Directions:
1) According to the passage on bundled payments, what law made the trend toward value-based payment more pronounced over the past few years?
2) Rewrite the stretch from "The bundled payment model is" through "payments help patients?" in the passage on bundled payments, putting "purchasers" wherever "payers" appears.

Text excerpt:
======
The bundled payment model is becoming ever more popular in healthcare, with a growing number of government payers – Medicare, for instance – larger healthcare systems, employers, insurers, and other payers rolling out these plans as an alternative to the traditional fee-for-service model. This trend towards a value-based payment model has become even more pronounced over the past few years with the implementation of the Affordable Healthcare Act. Much of the discussion about the merits of bundled payments has centered upon the benefits they can yield for healthcare providers and payers, but these plans offer significant benefits to healthcare consumers as well. So just how do bundled payments help patients?
By Creating Incentives for Improved Quality of Care
The bundled payment model typically rewards healthcare providers for cutting or containing the costs of episodes of care. However, those financial rewards generally also depend heavily on the ability of those providers to meet certain quality of care and patient satisfaction standards. This creates a system that – unlike the traditional fee-for-service model – places a greater priority on the quality of care provided to patients rather than the quantity of care. For instance, many bundled payment plans offer financial incentives for quality improvements like reductions in rates of complications and/or avoidable rehospitalizations, which helps to build a better care process and improve patient outcomes.
======
Provided data:
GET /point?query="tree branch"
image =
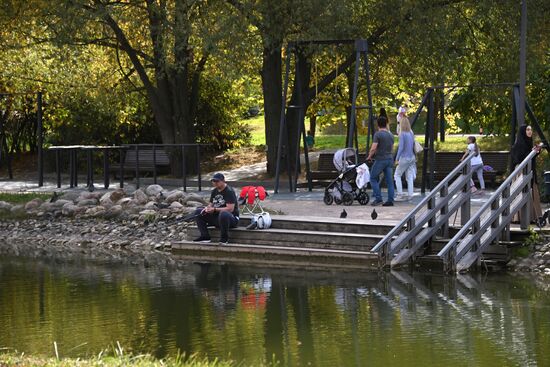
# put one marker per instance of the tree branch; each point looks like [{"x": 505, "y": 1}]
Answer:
[{"x": 130, "y": 51}]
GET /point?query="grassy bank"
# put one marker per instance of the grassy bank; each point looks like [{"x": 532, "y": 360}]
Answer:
[{"x": 11, "y": 359}]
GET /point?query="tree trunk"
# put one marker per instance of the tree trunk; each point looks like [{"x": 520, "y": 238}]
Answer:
[
  {"x": 303, "y": 72},
  {"x": 312, "y": 124},
  {"x": 272, "y": 91}
]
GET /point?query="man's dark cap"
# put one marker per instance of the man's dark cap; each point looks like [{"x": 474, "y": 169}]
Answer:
[{"x": 218, "y": 177}]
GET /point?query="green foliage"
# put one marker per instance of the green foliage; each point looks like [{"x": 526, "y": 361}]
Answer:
[
  {"x": 217, "y": 120},
  {"x": 12, "y": 359}
]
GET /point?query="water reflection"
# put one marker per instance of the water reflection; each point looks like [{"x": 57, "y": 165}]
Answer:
[{"x": 296, "y": 317}]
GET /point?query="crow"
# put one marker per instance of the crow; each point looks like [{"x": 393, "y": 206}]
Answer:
[
  {"x": 374, "y": 214},
  {"x": 54, "y": 197}
]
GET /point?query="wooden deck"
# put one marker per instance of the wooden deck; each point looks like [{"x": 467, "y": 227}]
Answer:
[{"x": 320, "y": 243}]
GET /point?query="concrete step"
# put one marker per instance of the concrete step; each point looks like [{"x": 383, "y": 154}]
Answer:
[
  {"x": 367, "y": 226},
  {"x": 295, "y": 238},
  {"x": 275, "y": 256}
]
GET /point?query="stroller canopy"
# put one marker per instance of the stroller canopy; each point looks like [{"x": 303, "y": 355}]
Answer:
[{"x": 344, "y": 158}]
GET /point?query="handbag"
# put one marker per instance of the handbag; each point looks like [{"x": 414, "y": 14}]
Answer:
[{"x": 417, "y": 147}]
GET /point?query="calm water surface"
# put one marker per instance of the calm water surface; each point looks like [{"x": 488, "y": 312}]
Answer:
[{"x": 298, "y": 318}]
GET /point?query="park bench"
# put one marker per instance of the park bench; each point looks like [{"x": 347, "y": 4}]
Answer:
[
  {"x": 445, "y": 162},
  {"x": 148, "y": 162},
  {"x": 325, "y": 168}
]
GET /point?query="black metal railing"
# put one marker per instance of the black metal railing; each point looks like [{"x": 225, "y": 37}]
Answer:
[{"x": 138, "y": 162}]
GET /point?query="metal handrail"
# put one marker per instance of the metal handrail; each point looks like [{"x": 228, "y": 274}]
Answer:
[
  {"x": 450, "y": 247},
  {"x": 422, "y": 204}
]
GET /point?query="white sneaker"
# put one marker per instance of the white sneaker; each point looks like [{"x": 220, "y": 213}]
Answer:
[{"x": 399, "y": 197}]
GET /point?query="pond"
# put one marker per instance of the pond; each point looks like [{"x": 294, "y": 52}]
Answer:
[{"x": 296, "y": 317}]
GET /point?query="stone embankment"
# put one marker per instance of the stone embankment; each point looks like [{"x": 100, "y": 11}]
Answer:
[{"x": 107, "y": 227}]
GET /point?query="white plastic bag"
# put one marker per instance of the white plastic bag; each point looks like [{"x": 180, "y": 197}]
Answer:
[{"x": 363, "y": 175}]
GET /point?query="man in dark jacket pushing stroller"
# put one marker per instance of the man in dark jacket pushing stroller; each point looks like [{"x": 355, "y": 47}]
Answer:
[{"x": 381, "y": 151}]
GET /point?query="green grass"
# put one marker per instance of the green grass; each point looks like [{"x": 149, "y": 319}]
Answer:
[
  {"x": 12, "y": 359},
  {"x": 327, "y": 142},
  {"x": 21, "y": 198}
]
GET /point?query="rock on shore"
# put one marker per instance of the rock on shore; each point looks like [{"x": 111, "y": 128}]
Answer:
[
  {"x": 116, "y": 226},
  {"x": 153, "y": 201},
  {"x": 65, "y": 239}
]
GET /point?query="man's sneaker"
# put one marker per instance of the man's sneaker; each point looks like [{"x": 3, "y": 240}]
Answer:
[{"x": 202, "y": 239}]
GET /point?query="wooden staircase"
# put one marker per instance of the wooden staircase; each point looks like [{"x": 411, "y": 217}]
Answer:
[
  {"x": 320, "y": 243},
  {"x": 315, "y": 243}
]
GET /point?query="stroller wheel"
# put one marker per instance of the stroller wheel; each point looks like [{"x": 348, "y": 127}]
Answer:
[
  {"x": 328, "y": 198},
  {"x": 347, "y": 198},
  {"x": 363, "y": 198}
]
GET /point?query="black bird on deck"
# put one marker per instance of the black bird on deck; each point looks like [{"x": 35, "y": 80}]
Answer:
[
  {"x": 54, "y": 197},
  {"x": 374, "y": 214}
]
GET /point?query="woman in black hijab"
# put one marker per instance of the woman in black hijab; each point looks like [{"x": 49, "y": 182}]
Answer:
[
  {"x": 383, "y": 113},
  {"x": 520, "y": 150}
]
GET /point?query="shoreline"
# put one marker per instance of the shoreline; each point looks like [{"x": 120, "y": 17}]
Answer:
[
  {"x": 100, "y": 241},
  {"x": 142, "y": 242}
]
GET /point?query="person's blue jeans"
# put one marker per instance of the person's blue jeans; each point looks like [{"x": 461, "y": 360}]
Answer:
[
  {"x": 382, "y": 166},
  {"x": 223, "y": 221}
]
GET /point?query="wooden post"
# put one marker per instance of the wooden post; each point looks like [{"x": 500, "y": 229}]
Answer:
[
  {"x": 154, "y": 164},
  {"x": 442, "y": 116},
  {"x": 465, "y": 209},
  {"x": 306, "y": 158},
  {"x": 496, "y": 221},
  {"x": 427, "y": 135},
  {"x": 136, "y": 149},
  {"x": 40, "y": 140},
  {"x": 514, "y": 122},
  {"x": 431, "y": 123},
  {"x": 71, "y": 168},
  {"x": 525, "y": 211},
  {"x": 183, "y": 169},
  {"x": 121, "y": 168},
  {"x": 505, "y": 235},
  {"x": 57, "y": 168},
  {"x": 444, "y": 232}
]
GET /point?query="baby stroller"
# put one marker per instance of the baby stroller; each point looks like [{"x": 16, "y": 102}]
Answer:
[{"x": 351, "y": 183}]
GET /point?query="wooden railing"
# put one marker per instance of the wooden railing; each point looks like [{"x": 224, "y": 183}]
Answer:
[
  {"x": 492, "y": 221},
  {"x": 430, "y": 217}
]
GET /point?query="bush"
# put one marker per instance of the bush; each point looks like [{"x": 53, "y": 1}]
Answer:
[{"x": 218, "y": 116}]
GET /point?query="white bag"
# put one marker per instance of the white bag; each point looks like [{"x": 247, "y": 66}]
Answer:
[
  {"x": 417, "y": 147},
  {"x": 263, "y": 220},
  {"x": 363, "y": 175}
]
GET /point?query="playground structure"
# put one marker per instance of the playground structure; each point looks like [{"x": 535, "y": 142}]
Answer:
[{"x": 360, "y": 53}]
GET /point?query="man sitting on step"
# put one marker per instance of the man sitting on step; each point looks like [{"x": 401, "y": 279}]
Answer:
[{"x": 222, "y": 212}]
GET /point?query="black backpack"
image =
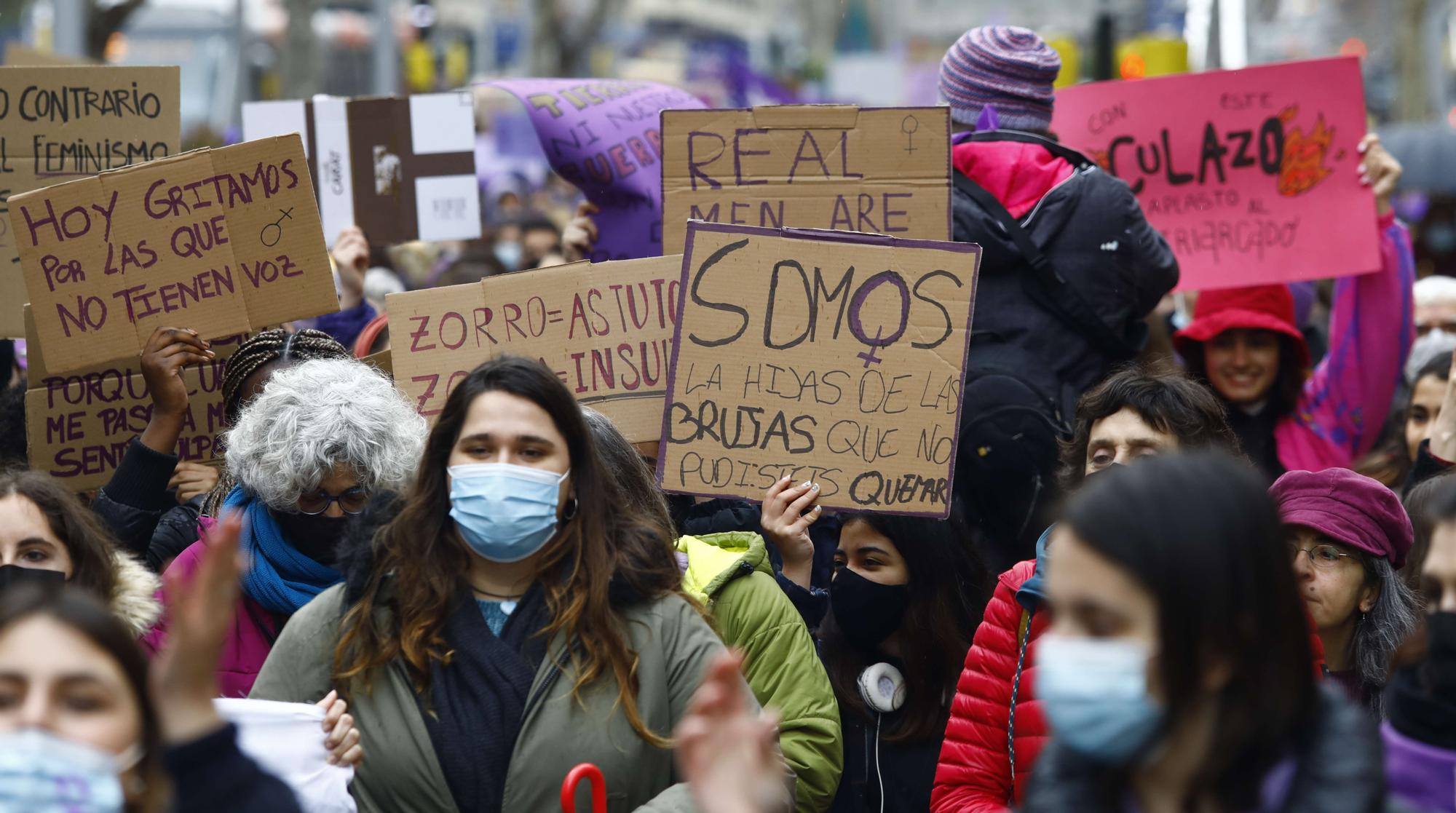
======
Task results:
1) The Affordable Healthcare Act.

2)
The bundled payment model is becoming ever more popular in healthcare, with a growing number of government purchasers – Medicare, for instance – larger healthcare systems, employers, insurers, and other purchasers rolling out these plans as an alternative to the traditional fee-for-service model. This trend towards a value-based payment model has become even more pronounced over the past few years with the implementation of the Affordable Healthcare Act. Much of the discussion about the merits of bundled payments has centered upon the benefits they can yield for healthcare providers and purchasers, but these plans offer significant benefits to healthcare consumers as well. So just how do bundled payments help patients?